WHAT NEEDS TO BE DONE> Format the data below as a JSON array of strings, one string per line, with blank lines dropped and the pictures left out.

THE RECORDS>
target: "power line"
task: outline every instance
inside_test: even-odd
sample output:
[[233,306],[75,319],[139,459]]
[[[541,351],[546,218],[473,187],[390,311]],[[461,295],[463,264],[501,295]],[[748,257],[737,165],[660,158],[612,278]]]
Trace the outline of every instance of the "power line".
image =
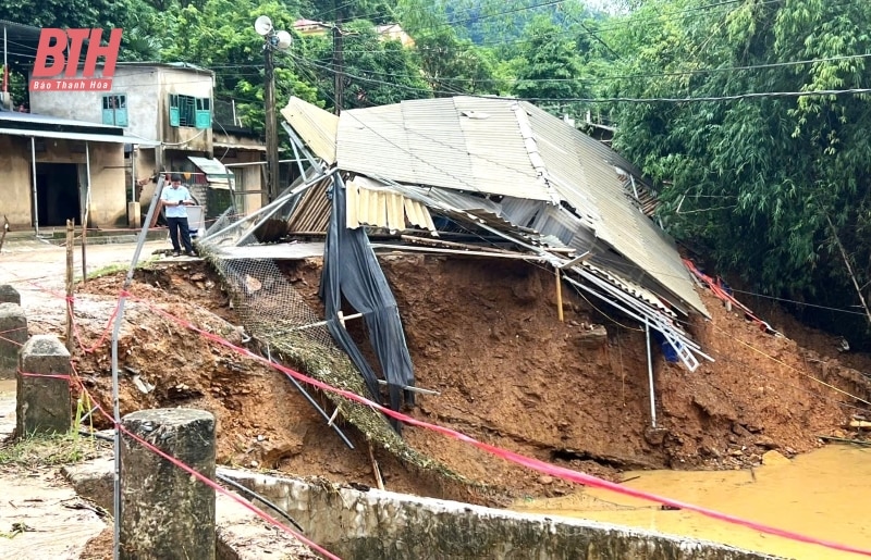
[[[306,61],[303,59],[296,59],[297,62],[303,64],[309,64],[320,70],[327,72],[333,72],[332,69],[322,64],[316,64],[310,61]],[[385,86],[397,87],[401,89],[409,90],[409,91],[417,91],[417,92],[431,92],[431,94],[446,94],[446,95],[455,95],[455,91],[446,91],[446,90],[439,90],[439,89],[424,89],[424,88],[416,88],[412,86],[405,86],[403,84],[396,84],[391,82],[384,82],[382,79],[369,78],[366,76],[359,76],[355,74],[351,74],[347,72],[343,72],[343,74],[349,78],[358,79],[361,82],[368,82],[371,84],[381,84]],[[671,98],[671,97],[651,97],[651,98],[639,98],[639,97],[611,97],[611,98],[592,98],[592,97],[573,97],[573,98],[550,98],[550,97],[514,97],[514,96],[501,96],[500,99],[507,99],[513,101],[559,101],[559,102],[585,102],[585,103],[691,103],[691,102],[712,102],[712,101],[739,101],[746,99],[758,99],[758,98],[793,98],[793,97],[826,97],[826,96],[839,96],[839,95],[863,95],[863,94],[871,94],[871,88],[849,88],[849,89],[813,89],[807,91],[758,91],[758,92],[747,92],[747,94],[736,94],[732,96],[699,96],[699,97],[683,97],[683,98]],[[480,97],[480,98],[491,98],[494,96],[481,96],[476,94],[466,94],[470,97]]]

ANSWER TO THE TASK>
[
  "target: \"power line\"",
  "task: outline every instance",
  "inside_test: even-odd",
  "sample output:",
  "[[233,306],[75,319],[139,459]]",
  "[[[541,351],[546,218],[473,187],[390,311]],[[461,295],[463,264],[501,295]],[[748,257],[737,165],[660,158],[612,278]]]",
  "Trace the outline of every instance of the \"power line\".",
  "image =",
  "[[[306,61],[303,59],[296,59],[297,62],[303,64],[309,64],[320,70],[327,72],[333,72],[332,69],[322,64],[316,64],[310,61]],[[385,86],[397,87],[401,89],[409,90],[409,91],[417,91],[417,92],[431,92],[431,94],[446,94],[446,95],[455,95],[455,91],[446,91],[446,90],[439,90],[439,89],[424,89],[424,88],[416,88],[412,86],[405,86],[403,84],[396,84],[391,82],[384,82],[382,79],[369,78],[366,76],[359,76],[355,74],[351,74],[347,72],[343,72],[343,74],[349,78],[358,79],[361,82],[368,82],[371,84],[381,84]],[[671,98],[671,97],[651,97],[651,98],[639,98],[639,97],[611,97],[611,98],[592,98],[592,97],[573,97],[573,98],[550,98],[550,97],[514,97],[514,96],[501,96],[500,99],[507,99],[513,101],[559,101],[559,102],[585,102],[585,103],[691,103],[691,102],[712,102],[712,101],[739,101],[746,99],[758,99],[758,98],[793,98],[793,97],[826,97],[826,96],[839,96],[839,95],[863,95],[863,94],[871,94],[871,88],[849,88],[849,89],[813,89],[807,91],[758,91],[758,92],[747,92],[747,94],[736,94],[732,96],[699,96],[699,97],[683,97],[683,98]],[[480,97],[480,98],[491,98],[494,96],[481,96],[476,94],[466,94],[470,97]]]"
]